TO BE DONE ->
1 - In the checkpoint thread excerpt below, which comes before the material, say whether each statement agrees with the text: (a) a file with dnotify attached is refused at checkpoint; (b) the generic file checkpoint operation supports unlinked files; (c) the writers require cooperation from the tasks being checkpointed. Answer yes or no for each, and quote the deciding words.
2 - List every error message that the checkpoint thread excerpt below passes to ckpt_err. Leave out the leading %(...) codes and the closing \n.

SOURCE EXCERPT ->
These solutions are needed because the data is not available via a normal
filesystem backup. Renames are dealt with by requiring userspace to freeze
and/or safely take a snapshot of the filesystem as with any backup.

> This can be avoided by ensuring every checkpointed application is
> specially "c/r aware", but that makes the feature a lot less
> attractive, as well as uncomfortably unsafe to use on arbitrary

We avoided using that solution for the very flaws you point out.
In fact, so far we've managed to avoid requiring cooperation with
the tasks being checkpointed.

> processes.  Ideally, c/r would fail on some types of process
> (e.g. using sockets), but at least fail in a safe way that does not
> lead to quiet data corruption.

We've done our best to try and reach that ideal. You're welcome to have a
look at the code to see if you can find any ways in which we haven't.
Here's the code that refuses to checkpoint unsupported files. I think
it's pretty easy to read:

int checkpoint_file(struct ckpt_ctx *ctx, void *ptr)
{
        struct file *file = (struct file *) ptr;
        int ret;

        if (!file->f_op || !file->f_op->checkpoint) {
                ckpt_err(ctx, -EBADF, "%(T)%(P)%(V)f_op lacks checkpoint\n",
                               file, file->f_op);
                return -EBADF;
        }

        if (is_dnotify_attached(file)) {
                ckpt_err(ctx, -EBADF, "%(T)%(P)dnotify unsupported\n", file);
                return -EBADF;
        }

        ret = file->f_op->checkpoint(ctx, file);
        if (ret < 0)
                ckpt_err(ctx, ret, "%(T)%(P)file checkpoint failed\n", file);
        return ret;
}

(As Serge noted, we don't support inotify. inotify and fanotify require
an fd to register the fsnotify marks and the struct file associated with
that fd lacks the f_ops->checkpoint operation, hence that will cause
checkpoint to fail too and, again, there will be no silent corruption)

Negative return values cause sys_checkpoint() to stop checkpointing and
return the given errno. The f_op->checkpoint is often a generic operation
which ensures that the file is not unlinked before it saves things like
the position of the file (checkpoint_file_common()) and the path to the file
(checkpoint_fname()):

int generic_file_checkpoint(struct ckpt_ctx *ctx, struct file *file)
{
        struct ckpt_hdr_file_generic *h;
        int ret;

        /*
         * FIXME: when we'll add support for unlinked files/dirs, we'll
         * need to distinguish between unlinked filed and unlinked dirs.
         */
        if (d_unlinked(file->f_dentry)) {
                ckpt_err(ctx, -EBADF, "%(T)%(P)Unlinked files unsupported\n",
                         file);
                return -EBADF;
        }

        h = ckpt_hdr_get_type(ctx, sizeof(*h), CKPT_HDR_FILE);
        if (!h)

MATERIAL SHOWN ->
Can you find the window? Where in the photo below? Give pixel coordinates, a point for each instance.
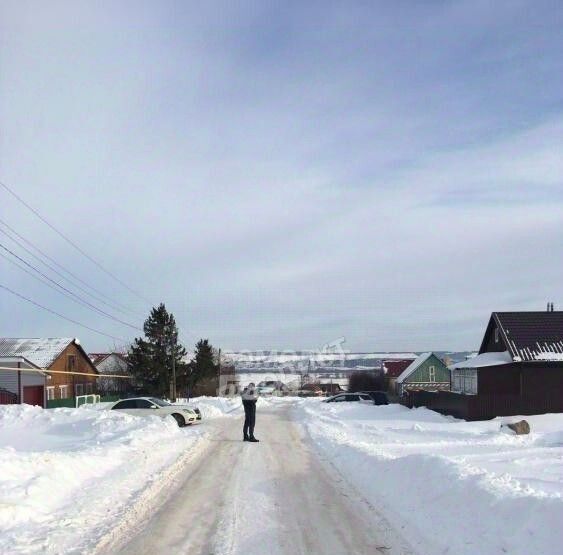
(465, 381)
(144, 404)
(128, 404)
(70, 363)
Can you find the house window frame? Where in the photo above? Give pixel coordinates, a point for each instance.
(70, 362)
(465, 381)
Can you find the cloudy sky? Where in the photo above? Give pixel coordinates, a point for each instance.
(284, 174)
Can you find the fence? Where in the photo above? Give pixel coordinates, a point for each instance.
(484, 407)
(71, 401)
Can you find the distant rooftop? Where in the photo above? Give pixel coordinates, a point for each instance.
(40, 351)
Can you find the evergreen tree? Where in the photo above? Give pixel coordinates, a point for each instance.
(204, 365)
(152, 357)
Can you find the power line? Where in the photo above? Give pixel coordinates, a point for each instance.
(113, 305)
(60, 315)
(75, 297)
(73, 244)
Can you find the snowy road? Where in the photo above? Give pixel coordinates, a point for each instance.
(275, 497)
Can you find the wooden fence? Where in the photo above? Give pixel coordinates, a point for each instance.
(484, 407)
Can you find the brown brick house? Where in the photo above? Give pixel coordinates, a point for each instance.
(69, 370)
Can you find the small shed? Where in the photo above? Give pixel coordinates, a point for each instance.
(24, 379)
(427, 372)
(392, 369)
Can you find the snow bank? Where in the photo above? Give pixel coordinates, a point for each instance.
(449, 485)
(67, 474)
(216, 407)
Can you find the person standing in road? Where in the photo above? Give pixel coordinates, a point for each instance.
(249, 398)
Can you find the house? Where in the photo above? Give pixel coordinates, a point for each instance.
(427, 373)
(519, 368)
(115, 364)
(392, 369)
(21, 381)
(69, 371)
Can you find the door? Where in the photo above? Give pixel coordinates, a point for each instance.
(33, 395)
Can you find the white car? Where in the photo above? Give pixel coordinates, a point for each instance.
(151, 406)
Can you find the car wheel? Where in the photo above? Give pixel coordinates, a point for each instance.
(180, 420)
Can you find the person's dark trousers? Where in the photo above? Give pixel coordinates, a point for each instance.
(249, 418)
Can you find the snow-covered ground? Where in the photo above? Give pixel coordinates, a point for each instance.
(66, 475)
(449, 486)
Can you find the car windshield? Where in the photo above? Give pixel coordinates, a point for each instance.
(159, 402)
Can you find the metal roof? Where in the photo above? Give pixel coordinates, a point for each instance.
(413, 366)
(530, 336)
(40, 351)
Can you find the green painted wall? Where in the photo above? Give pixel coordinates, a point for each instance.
(422, 374)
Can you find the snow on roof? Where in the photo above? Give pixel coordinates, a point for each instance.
(484, 359)
(549, 355)
(41, 352)
(413, 366)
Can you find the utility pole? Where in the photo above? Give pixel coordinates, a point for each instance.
(173, 380)
(174, 374)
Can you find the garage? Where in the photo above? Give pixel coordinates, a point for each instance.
(21, 378)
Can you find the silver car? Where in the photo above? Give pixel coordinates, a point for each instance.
(152, 406)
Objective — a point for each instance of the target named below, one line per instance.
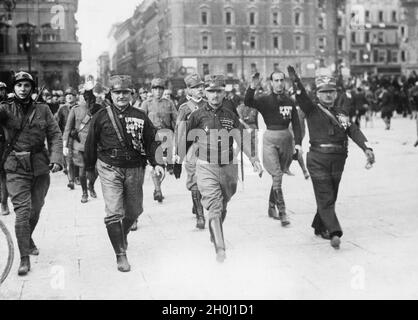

SOLUTIONS PER TASK ->
1 -
(a) Yes: "dnotify unsupported"
(b) No: "Unlinked files unsupported"
(c) No: "so far we've managed to avoid requiring cooperation with the tasks being checkpointed"

2 -
f_op lacks checkpoint
dnotify unsupported
file checkpoint failed
Unlinked files unsupported